YOUR INSTRUCTIONS: The answer must consist of each line below that contains the word "window", copied in full.

[Records excerpted from a collection]
============================================================

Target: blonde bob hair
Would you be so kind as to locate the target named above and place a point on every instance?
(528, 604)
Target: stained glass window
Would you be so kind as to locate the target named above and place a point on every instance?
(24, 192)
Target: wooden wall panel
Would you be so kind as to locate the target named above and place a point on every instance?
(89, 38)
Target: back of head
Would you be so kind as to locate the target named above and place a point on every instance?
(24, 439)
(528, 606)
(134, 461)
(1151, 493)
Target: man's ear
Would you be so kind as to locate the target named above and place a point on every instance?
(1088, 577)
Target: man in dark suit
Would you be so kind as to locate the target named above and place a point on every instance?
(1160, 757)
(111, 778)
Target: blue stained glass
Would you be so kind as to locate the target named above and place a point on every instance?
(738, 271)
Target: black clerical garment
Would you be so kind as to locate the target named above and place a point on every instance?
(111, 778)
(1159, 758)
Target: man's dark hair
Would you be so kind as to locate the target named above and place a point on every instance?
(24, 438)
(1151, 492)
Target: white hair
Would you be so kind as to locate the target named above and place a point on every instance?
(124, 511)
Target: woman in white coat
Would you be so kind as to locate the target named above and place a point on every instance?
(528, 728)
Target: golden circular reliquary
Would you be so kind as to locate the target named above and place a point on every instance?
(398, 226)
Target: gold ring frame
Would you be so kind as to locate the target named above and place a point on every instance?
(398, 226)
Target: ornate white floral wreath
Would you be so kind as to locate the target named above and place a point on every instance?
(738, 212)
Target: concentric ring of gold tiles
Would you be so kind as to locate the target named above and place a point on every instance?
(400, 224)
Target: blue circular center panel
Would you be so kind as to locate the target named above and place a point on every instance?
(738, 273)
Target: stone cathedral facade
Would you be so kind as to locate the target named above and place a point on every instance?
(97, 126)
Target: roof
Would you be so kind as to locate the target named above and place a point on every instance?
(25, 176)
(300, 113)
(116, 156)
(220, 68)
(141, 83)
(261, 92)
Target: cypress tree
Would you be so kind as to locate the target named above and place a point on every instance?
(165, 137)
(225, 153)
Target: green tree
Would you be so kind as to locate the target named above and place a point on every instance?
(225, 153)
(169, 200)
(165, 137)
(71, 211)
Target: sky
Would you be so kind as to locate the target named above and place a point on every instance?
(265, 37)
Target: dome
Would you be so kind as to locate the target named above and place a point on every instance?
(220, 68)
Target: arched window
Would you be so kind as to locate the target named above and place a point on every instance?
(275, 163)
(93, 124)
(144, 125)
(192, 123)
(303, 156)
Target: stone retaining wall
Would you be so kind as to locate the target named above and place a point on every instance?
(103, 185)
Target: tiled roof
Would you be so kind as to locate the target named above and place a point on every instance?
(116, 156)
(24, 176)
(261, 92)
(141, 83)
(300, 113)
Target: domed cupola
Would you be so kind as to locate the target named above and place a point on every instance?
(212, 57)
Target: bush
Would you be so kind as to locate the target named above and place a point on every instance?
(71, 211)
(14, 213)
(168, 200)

============================================================

EXERCISE OUTPUT:
Target: stained glass window
Target: arched window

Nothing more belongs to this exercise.